* **Data supplied**:
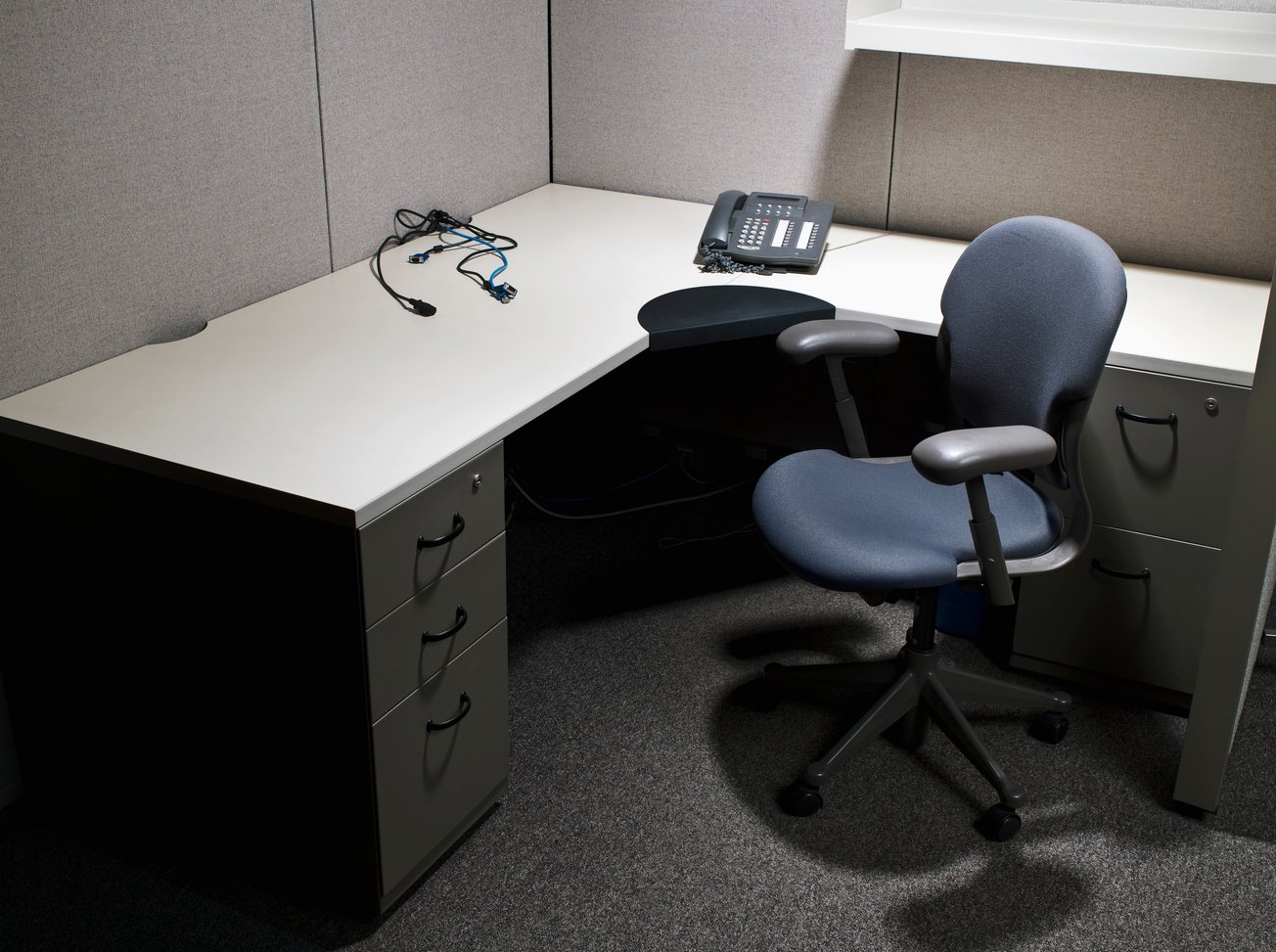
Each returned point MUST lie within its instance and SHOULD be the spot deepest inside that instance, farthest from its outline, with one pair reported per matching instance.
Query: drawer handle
(454, 720)
(1171, 420)
(462, 616)
(1145, 573)
(458, 526)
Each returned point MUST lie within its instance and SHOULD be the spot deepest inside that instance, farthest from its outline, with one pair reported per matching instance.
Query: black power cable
(410, 225)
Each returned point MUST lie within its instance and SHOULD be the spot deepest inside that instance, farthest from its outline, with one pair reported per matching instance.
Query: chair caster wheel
(999, 823)
(800, 799)
(1052, 728)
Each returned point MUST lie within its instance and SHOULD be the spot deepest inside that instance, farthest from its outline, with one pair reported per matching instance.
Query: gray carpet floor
(641, 810)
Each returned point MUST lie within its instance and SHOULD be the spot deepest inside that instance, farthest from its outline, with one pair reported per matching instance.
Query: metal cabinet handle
(458, 526)
(454, 720)
(1171, 420)
(462, 616)
(1116, 573)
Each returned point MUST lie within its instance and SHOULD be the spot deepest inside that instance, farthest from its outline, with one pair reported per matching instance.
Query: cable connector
(503, 293)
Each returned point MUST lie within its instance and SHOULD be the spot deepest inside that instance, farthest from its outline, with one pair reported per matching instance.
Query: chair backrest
(1029, 313)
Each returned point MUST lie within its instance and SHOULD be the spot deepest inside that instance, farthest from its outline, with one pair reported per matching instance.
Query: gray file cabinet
(436, 674)
(1130, 611)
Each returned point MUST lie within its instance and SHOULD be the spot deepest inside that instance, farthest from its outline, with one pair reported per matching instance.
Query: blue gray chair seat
(1029, 311)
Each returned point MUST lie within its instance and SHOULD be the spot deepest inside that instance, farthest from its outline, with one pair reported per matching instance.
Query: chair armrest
(958, 456)
(966, 456)
(836, 339)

* **How to complete this task**: Leave the images out and give the rest of the data again exactly.

* **Exercise response**:
Each returned point MUST lie within its instance and SHOULD be the spot deepest inside that instance, farthest from its outline, with one pair reported per matching instance.
Query: drawer handle
(454, 720)
(1171, 420)
(462, 616)
(1145, 573)
(458, 526)
Each returned point MUST lie within its instance and SHOULD be the spot deepest inside that instance, farthest from its outline, with one pair reported per matching instance.
Query: black power cable
(410, 225)
Each returned point MUST lie within its instance and SHOULD be the spot deepest inside that instance, farthest from its outline, with one pair reported per matching instance.
Query: chair caster wheel
(999, 823)
(800, 799)
(1052, 728)
Each returned point MUST lie within its instance and SHOULD be the spot deepest inside that instance, farthest from its outline, with one pair reported per matching instance.
Query: gray carpet floor
(641, 810)
Each returned point MUST lie within its instance and SHOULD be the spot deepest inside that instance, farthest from its outline, with one pair reported per matching instance.
Query: metal cabinet handle
(458, 526)
(454, 720)
(1171, 420)
(462, 616)
(1116, 573)
Each returned point MUST lie within its instance and SHOULD be the spot deepest inside that instance, farthest from its outline, with one pair reported per matching instance.
Query: cable connector
(503, 293)
Each returned point MUST lie within its instance and SHOULD be the spot deepest inside that instance, farthest from its outline, with one pair reported per matching instance.
Query: chair backrest
(1029, 313)
Each returned point MUST lie within its instance and SHOULD be the spot deepest inside that instance, farthest from its outline, with one pair reported per matching instance.
Query: gray file cabinet
(436, 674)
(1130, 611)
Each returned point MUST lie within its instance and SHOULD be the spot deepest inside that instance, farthest from its outline, with one pair reported per matching instance.
Query: blue gray chair seat
(1029, 311)
Each returned point MUST lie within its instance and SHOULD be the spot deepest inside that instance, farthest from its outline, with one pair reported per matching instance.
Query: chair armrest
(958, 456)
(966, 456)
(836, 339)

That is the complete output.